_Assignment_
Output all of the listing, leaving every line exactly as written.

Entries provided below:

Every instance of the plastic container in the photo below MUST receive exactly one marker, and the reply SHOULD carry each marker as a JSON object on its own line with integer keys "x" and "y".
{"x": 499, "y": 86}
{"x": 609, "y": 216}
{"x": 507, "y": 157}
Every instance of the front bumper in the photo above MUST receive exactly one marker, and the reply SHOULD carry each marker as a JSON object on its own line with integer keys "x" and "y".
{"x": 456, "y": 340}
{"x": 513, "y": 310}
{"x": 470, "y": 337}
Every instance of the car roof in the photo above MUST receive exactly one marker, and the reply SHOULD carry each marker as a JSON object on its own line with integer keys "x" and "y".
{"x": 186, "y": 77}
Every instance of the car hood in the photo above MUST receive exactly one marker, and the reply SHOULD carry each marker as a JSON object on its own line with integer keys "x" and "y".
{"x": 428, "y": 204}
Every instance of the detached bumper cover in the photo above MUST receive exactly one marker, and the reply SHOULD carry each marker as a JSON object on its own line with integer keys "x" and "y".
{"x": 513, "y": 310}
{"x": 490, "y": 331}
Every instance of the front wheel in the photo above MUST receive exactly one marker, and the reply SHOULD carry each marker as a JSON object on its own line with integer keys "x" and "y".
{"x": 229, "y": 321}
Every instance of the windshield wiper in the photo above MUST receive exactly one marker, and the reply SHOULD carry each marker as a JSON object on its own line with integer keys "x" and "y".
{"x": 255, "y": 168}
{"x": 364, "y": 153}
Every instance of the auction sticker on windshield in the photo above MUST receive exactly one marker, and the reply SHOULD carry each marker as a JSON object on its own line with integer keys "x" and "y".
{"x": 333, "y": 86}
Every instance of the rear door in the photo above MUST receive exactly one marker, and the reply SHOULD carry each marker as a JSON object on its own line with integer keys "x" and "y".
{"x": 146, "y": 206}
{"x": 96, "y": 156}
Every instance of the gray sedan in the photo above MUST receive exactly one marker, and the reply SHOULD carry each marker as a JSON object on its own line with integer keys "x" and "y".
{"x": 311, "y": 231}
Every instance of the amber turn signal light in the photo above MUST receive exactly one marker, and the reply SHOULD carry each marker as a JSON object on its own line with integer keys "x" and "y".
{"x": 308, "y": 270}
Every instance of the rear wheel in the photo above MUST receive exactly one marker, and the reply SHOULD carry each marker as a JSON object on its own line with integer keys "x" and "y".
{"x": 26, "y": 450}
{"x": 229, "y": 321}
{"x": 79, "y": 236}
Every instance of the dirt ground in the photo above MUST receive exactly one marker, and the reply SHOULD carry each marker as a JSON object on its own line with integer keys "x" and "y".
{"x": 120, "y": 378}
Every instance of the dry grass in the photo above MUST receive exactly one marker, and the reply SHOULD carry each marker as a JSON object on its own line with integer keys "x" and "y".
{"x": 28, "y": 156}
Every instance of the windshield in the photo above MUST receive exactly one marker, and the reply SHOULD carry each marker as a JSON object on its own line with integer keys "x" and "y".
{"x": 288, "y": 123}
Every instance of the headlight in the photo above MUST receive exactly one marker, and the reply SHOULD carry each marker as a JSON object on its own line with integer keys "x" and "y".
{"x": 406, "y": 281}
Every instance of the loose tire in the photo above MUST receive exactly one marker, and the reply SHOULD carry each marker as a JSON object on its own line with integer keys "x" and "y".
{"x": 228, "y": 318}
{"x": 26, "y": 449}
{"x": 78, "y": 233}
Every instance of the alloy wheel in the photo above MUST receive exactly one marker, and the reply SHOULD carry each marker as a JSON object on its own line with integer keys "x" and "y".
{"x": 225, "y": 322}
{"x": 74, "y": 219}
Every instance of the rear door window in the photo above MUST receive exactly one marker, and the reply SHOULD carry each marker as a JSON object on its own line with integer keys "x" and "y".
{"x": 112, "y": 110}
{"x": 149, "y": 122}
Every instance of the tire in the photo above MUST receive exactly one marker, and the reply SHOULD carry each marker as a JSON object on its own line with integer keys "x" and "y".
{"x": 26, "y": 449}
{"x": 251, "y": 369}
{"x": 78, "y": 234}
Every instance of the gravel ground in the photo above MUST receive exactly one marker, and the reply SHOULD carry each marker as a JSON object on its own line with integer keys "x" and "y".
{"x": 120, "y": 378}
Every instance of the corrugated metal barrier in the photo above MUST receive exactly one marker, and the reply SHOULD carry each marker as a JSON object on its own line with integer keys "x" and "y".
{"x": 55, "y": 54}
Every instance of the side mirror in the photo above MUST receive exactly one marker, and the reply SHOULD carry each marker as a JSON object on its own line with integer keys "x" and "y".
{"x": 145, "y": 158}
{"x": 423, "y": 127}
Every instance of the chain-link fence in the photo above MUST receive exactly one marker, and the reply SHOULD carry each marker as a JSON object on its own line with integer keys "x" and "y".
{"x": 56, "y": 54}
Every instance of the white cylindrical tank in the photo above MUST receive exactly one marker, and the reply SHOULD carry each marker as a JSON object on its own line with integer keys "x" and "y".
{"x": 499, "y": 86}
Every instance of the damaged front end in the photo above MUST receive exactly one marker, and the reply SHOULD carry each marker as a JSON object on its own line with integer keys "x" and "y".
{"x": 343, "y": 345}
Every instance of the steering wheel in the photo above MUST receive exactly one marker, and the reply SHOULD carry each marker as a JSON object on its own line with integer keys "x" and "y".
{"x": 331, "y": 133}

End of Entries provided.

_Written response_
Every instance of the plastic container in the photo below MUST receive exactly one marker, and the reply SHOULD carry each marker as a JSON object on its own line with integer keys "x" and "y".
{"x": 499, "y": 86}
{"x": 609, "y": 216}
{"x": 507, "y": 157}
Every instance of the front bumper in the photo above MUST receive exactly one marker, and the reply SHOULD carry each marker as a JSON object on its own line with integer keys "x" and "y".
{"x": 456, "y": 340}
{"x": 513, "y": 310}
{"x": 470, "y": 337}
Every instance of the car roof in the photo above MUST receive exactly one marker, and the reply SHOULD carry each marker as a JSON object on its own line with integer keys "x" and "y".
{"x": 186, "y": 77}
Every instance of the car hood in the photo above MUST receive exactly one marker, and the reply SHOULD carry each marker as a JSON object on its own line with integer keys "x" and "y".
{"x": 428, "y": 204}
Every instance of the detached bumper cover in the photo above MUST receive exactly one marker, and the reply SHOULD carry each marker as a JSON object on its own line with integer keys "x" and "y".
{"x": 513, "y": 310}
{"x": 490, "y": 331}
Every instance of the front wheel in the photo above MUST receive exactly one marker, and the reply SHOULD carry each marker as a JSON object on its own line with integer keys "x" and "y".
{"x": 229, "y": 321}
Every instance of the windshield wiper in the photo above MUST receive exactly one marker, and the reply SHOULD carry each marker as a JSON object on its own line with integer keys "x" and "y".
{"x": 255, "y": 168}
{"x": 364, "y": 153}
Every instance of the auction sticker on windshield in the photo above MUST receive exactly one marker, and the reply SHOULD carry each marker as a JSON object on its own line with integer keys "x" and "y".
{"x": 333, "y": 86}
Every instance of the rear door in the photo above MUST receive exactly one marker, and the reply SHOULD carry each marker as a JSON object on its own line with integer keys "x" and "y".
{"x": 146, "y": 206}
{"x": 96, "y": 156}
Every instance of the gray sedan in the photo above MUST receive exactly one marker, and the reply SHOULD carry each marker as a JSON object on its own line with integer keys "x" and "y".
{"x": 311, "y": 231}
Every instance of the amber turn signal light in the photo above MUST receive exactly one marker, and the reply SHOULD carry each marker as a JSON object on its own line with integer keys "x" and "y".
{"x": 308, "y": 270}
Every instance of the rear wheel in the photo above MUST receive exactly one marker, and the reply SHOULD carry each marker as a JSON object on its own line with integer keys "x" and "y".
{"x": 26, "y": 450}
{"x": 229, "y": 321}
{"x": 79, "y": 236}
Every instance of the dirt ground in the photo above MUST receive exactly one marker, and the reply SHOULD carry each marker as a JSON object on its own line with integer keys "x" and "y".
{"x": 120, "y": 378}
Every instance of the dry grass in the photo above MUST receive exactly one marker, and the reply SHOULD carry each marker as a JSON object on its own line with integer keys "x" and "y".
{"x": 28, "y": 156}
Every instance of the windshield in the photo above MUST receive exactly one marker, and the reply SHOULD carry each marker as a JSON object on its own line with integer keys "x" and "y".
{"x": 288, "y": 123}
Every instance of the headlight in the photo above MUST receive exactly one marker, and the reply SHOULD carry each marker as a JSON object on its own line with integer keys "x" and "y".
{"x": 406, "y": 281}
Every instance of the loose tire in the photo above MUST receive exactly one marker, and the reply SHOULD carry each marker as a JSON object on its own line with integer keys "x" and "y".
{"x": 228, "y": 318}
{"x": 26, "y": 449}
{"x": 78, "y": 233}
Every instance of the alloy wheel in the photo above MUST receive exactly one marker, and the reply SHOULD carry each marker as a JSON object on its own line with integer keys "x" and "y".
{"x": 225, "y": 322}
{"x": 74, "y": 219}
Every instance of the rear door window in the photo above MUST receive exactly one marker, and the reply SHOULD carry each marker as a JSON object on its own line with integer keys "x" and "y".
{"x": 112, "y": 110}
{"x": 149, "y": 122}
Every instance of the tire in the photo above MUST receive exactly one marker, and the reply SHOULD carry each marker as a JSON object on its own line with integer keys "x" and "y".
{"x": 26, "y": 449}
{"x": 251, "y": 369}
{"x": 78, "y": 234}
Every instance of the gravel ground in the photo above MUST receive exactly one marker, and the reply SHOULD carry each marker as a JSON object on its own line with integer keys "x" and "y".
{"x": 120, "y": 378}
Every instance of the corrugated metal barrier in the photo above MUST receive exactly one marker, and the reply SHOULD carry each marker as a JSON object on its own line with integer keys "x" and "y".
{"x": 55, "y": 54}
Every instance of the side mirror in the photo above MUST receive exactly one marker, and the reply SHOULD carry each marker as a JSON object on its own line with integer keys "x" and "y".
{"x": 145, "y": 158}
{"x": 423, "y": 127}
Every instance of the chain-link fence in the photo above MUST receive exactly one marker, and the reply SHOULD carry each marker as a JSON object on its own line with integer keys "x" and "y".
{"x": 56, "y": 54}
Every instance of the white cylindrical tank in the photo above MUST receive exactly one marker, and the reply SHOULD carry each marker as a JSON object on its own line with integer keys "x" and "y".
{"x": 499, "y": 86}
Every instance of the damaged front end in the photo above MUST receive exactly one marker, and the reply SHOULD carry each marker as a JSON object on its own line with integer keys "x" and "y".
{"x": 343, "y": 345}
Every instance of the steering wheel in the photo above MUST receive exactly one marker, and the reply SHOULD carry each marker as a JSON object on its own line with integer keys "x" and "y".
{"x": 331, "y": 133}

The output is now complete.